Records provided >>
************
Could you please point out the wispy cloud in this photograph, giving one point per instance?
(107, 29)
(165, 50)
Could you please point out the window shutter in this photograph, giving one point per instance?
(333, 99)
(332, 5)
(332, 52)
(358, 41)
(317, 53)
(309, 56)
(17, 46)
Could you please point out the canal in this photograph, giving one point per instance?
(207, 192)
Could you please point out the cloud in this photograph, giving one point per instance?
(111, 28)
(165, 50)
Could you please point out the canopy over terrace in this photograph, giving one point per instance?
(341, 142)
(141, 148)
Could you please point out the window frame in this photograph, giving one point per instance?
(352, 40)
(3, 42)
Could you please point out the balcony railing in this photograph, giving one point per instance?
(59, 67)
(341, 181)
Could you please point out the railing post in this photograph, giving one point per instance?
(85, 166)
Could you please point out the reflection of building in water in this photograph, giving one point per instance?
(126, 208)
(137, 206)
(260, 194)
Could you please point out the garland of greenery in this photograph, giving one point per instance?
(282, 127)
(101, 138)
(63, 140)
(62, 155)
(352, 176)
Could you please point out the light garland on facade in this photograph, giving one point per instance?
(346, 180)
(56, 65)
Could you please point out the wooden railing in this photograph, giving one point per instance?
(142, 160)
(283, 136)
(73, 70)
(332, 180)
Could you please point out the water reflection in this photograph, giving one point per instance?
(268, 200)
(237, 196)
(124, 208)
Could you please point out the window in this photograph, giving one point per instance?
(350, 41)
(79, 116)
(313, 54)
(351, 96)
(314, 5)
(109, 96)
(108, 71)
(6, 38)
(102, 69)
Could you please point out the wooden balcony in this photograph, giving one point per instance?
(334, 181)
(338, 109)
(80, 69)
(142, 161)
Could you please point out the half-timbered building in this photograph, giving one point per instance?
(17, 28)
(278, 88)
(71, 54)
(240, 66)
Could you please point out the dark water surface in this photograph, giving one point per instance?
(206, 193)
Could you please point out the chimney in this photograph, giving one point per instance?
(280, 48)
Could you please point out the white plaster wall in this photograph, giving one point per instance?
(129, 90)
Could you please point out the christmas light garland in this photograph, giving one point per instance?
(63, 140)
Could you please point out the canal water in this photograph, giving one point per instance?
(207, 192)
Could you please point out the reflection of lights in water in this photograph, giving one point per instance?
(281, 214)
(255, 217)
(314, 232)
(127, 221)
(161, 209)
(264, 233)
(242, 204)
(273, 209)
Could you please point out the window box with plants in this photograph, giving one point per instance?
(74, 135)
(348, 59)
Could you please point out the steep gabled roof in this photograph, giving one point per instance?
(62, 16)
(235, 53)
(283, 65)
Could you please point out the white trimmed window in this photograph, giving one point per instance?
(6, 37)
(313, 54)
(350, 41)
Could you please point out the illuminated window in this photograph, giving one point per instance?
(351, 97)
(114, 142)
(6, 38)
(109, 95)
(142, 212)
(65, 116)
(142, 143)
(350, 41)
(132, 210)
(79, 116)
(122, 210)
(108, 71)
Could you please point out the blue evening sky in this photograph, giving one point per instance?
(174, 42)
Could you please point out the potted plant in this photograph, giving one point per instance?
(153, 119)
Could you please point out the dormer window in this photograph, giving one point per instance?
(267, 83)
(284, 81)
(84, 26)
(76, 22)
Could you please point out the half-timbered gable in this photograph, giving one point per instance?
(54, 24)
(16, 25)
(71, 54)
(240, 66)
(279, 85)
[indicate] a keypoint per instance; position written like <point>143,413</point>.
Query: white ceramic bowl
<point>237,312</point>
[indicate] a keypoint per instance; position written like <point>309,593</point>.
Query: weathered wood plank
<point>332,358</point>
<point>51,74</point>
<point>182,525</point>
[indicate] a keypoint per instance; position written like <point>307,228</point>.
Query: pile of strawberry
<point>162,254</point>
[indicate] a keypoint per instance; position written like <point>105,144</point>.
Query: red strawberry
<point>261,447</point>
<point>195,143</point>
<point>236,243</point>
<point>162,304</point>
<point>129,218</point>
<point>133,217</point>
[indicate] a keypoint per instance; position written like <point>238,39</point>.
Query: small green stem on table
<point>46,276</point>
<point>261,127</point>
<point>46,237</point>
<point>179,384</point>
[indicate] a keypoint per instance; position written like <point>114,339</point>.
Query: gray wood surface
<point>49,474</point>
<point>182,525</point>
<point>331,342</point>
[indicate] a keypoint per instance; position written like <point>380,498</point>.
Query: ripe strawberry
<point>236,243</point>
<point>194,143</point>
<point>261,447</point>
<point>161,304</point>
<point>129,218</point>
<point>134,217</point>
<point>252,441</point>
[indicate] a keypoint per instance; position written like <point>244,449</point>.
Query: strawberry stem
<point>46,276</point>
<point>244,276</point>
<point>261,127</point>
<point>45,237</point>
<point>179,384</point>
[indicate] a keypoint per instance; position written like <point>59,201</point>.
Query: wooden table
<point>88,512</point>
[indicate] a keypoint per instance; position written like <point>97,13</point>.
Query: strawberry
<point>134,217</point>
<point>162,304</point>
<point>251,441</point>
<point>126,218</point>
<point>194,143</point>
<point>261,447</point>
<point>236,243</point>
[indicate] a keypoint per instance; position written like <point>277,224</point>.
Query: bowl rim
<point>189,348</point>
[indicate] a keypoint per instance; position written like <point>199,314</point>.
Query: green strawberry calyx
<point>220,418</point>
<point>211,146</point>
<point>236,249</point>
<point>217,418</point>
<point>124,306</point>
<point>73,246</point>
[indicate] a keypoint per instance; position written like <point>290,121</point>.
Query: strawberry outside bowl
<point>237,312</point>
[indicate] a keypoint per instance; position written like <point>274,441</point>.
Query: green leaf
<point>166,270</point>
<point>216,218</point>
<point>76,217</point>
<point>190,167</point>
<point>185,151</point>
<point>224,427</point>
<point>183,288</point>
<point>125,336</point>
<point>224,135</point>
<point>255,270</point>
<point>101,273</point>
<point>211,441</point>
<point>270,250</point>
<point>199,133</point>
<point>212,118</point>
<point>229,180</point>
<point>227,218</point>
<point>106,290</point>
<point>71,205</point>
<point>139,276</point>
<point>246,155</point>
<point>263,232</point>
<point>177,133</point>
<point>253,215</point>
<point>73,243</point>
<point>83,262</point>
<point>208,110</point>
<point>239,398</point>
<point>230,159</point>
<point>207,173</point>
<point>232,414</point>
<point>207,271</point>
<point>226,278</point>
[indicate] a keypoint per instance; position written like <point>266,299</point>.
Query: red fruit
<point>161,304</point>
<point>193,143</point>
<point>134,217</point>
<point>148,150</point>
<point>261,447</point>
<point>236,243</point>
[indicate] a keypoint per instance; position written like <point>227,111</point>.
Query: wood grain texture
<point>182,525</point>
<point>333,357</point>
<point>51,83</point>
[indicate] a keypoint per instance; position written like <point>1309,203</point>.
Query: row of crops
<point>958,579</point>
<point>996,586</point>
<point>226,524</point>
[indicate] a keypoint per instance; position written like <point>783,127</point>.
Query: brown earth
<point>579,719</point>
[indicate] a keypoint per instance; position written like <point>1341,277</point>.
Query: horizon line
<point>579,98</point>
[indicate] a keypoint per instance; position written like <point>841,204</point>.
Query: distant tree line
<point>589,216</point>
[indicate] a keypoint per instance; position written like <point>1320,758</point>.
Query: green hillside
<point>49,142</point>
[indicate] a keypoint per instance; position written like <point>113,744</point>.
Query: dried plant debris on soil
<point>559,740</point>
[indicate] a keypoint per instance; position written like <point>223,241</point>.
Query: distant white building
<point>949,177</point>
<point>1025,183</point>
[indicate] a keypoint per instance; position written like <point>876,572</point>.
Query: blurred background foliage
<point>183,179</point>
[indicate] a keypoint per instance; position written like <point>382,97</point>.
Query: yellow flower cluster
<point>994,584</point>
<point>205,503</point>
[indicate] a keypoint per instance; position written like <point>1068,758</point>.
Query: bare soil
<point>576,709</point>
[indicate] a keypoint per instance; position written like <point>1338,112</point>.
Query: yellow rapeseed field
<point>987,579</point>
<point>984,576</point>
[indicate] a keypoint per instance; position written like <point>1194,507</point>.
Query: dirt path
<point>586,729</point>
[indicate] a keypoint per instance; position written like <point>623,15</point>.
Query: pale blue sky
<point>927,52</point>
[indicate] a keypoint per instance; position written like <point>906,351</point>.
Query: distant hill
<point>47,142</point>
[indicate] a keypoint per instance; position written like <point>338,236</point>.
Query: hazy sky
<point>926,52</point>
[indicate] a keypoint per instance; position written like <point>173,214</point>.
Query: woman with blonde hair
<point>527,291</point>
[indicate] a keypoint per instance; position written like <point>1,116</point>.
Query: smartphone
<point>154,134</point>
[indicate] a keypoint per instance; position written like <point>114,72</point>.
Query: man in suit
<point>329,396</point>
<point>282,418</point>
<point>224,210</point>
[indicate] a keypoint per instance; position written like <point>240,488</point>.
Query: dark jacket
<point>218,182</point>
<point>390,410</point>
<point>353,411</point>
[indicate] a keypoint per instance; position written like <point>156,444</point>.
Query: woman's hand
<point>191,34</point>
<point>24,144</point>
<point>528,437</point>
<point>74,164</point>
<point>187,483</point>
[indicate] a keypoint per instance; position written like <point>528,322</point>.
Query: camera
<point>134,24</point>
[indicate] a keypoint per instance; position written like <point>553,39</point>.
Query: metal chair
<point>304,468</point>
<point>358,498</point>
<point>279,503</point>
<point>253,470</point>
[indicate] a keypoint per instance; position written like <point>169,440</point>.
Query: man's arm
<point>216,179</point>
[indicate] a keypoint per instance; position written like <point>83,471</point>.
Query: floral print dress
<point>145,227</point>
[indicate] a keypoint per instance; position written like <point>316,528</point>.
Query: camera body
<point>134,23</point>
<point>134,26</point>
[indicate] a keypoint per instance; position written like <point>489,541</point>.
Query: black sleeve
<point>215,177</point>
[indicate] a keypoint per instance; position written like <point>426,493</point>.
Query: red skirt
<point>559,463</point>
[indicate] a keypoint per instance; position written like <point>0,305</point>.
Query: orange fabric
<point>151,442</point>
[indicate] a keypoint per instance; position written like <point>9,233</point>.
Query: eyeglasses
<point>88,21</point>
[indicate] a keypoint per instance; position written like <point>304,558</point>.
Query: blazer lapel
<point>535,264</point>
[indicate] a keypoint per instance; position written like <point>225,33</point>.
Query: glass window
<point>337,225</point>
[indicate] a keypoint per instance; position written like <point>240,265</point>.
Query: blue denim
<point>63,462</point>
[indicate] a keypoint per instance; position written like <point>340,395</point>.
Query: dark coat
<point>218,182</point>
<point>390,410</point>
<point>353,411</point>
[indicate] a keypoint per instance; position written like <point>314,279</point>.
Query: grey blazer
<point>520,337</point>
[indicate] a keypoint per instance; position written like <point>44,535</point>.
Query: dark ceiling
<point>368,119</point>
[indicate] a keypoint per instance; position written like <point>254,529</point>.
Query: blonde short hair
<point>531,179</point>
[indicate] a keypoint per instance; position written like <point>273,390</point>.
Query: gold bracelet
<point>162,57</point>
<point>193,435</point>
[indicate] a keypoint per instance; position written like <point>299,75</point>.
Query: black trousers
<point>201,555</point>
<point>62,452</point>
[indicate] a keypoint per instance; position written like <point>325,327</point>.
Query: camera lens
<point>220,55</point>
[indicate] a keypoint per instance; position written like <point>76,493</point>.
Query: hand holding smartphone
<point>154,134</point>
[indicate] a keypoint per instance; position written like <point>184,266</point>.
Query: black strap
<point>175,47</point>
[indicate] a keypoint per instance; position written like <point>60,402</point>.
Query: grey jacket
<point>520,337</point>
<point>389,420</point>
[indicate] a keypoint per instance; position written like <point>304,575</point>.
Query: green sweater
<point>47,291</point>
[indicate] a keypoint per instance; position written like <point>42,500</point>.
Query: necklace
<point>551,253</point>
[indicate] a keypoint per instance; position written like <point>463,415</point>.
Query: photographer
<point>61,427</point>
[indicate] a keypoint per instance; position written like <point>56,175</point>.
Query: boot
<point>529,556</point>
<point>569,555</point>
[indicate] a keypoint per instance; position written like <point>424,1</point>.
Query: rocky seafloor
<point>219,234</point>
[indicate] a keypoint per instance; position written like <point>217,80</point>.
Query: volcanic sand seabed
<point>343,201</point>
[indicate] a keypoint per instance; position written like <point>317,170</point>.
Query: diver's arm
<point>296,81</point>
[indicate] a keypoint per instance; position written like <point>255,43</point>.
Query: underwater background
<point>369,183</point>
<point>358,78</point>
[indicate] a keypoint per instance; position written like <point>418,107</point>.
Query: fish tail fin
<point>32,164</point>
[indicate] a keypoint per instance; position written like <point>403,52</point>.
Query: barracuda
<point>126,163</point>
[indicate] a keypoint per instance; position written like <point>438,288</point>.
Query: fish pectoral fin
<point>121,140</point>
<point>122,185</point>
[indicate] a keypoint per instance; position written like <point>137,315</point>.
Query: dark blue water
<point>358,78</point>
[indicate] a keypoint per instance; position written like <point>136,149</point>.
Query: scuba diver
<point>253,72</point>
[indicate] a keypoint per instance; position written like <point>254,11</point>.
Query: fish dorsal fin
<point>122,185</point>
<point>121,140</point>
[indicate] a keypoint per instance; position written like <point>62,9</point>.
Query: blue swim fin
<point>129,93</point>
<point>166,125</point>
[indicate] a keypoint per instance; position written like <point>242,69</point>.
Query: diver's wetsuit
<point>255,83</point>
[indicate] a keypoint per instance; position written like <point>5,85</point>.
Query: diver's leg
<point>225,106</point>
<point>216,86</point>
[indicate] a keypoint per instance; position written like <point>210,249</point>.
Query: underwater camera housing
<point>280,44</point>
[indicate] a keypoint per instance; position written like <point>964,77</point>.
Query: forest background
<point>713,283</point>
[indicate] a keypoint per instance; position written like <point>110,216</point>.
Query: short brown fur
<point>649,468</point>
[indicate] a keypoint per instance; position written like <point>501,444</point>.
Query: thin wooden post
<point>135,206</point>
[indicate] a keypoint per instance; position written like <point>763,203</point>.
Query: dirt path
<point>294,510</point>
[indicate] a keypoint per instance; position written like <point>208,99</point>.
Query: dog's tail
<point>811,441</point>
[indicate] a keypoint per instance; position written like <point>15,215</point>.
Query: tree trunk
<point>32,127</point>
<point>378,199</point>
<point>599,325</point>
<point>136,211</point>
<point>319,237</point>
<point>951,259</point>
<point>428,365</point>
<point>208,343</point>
************
What you should do >> Retype exactly the lines of the data above that fall between the line with "Query: weathered wood plank" and the line with "written like <point>238,39</point>.", inclusive, and add nothing.

Expected answer >>
Query: weathered wood plank
<point>332,358</point>
<point>51,74</point>
<point>182,525</point>
[indicate] a keypoint per instance; position written like <point>307,228</point>.
Query: pile of strawberry
<point>162,254</point>
[indicate] a keypoint per instance; position written like <point>105,144</point>.
Query: red strawberry
<point>261,447</point>
<point>195,143</point>
<point>236,243</point>
<point>162,304</point>
<point>129,218</point>
<point>133,217</point>
[indicate] a keypoint per instance; position written like <point>238,39</point>.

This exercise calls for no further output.